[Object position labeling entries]
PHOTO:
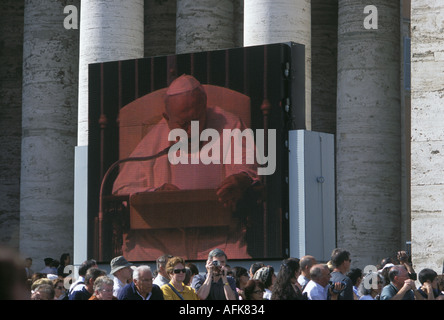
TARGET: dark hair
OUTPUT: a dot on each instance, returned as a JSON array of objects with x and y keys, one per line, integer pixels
[
  {"x": 63, "y": 258},
  {"x": 251, "y": 285},
  {"x": 94, "y": 273},
  {"x": 193, "y": 268},
  {"x": 256, "y": 266},
  {"x": 188, "y": 274},
  {"x": 162, "y": 261},
  {"x": 338, "y": 256},
  {"x": 283, "y": 288},
  {"x": 354, "y": 274},
  {"x": 86, "y": 265},
  {"x": 427, "y": 274},
  {"x": 265, "y": 274}
]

_Direction_
Copy the material above word for word, line by line, but omit the pictures.

_Finished answer_
PHOTO:
TARGET: dark hair
OUTPUT: a dot on each instance, returned as a JSON array of objects with x and y keys, one per line, integer pixels
[
  {"x": 63, "y": 258},
  {"x": 251, "y": 285},
  {"x": 94, "y": 273},
  {"x": 193, "y": 268},
  {"x": 256, "y": 266},
  {"x": 188, "y": 274},
  {"x": 162, "y": 261},
  {"x": 338, "y": 256},
  {"x": 283, "y": 288},
  {"x": 354, "y": 274},
  {"x": 86, "y": 265},
  {"x": 427, "y": 274},
  {"x": 265, "y": 274}
]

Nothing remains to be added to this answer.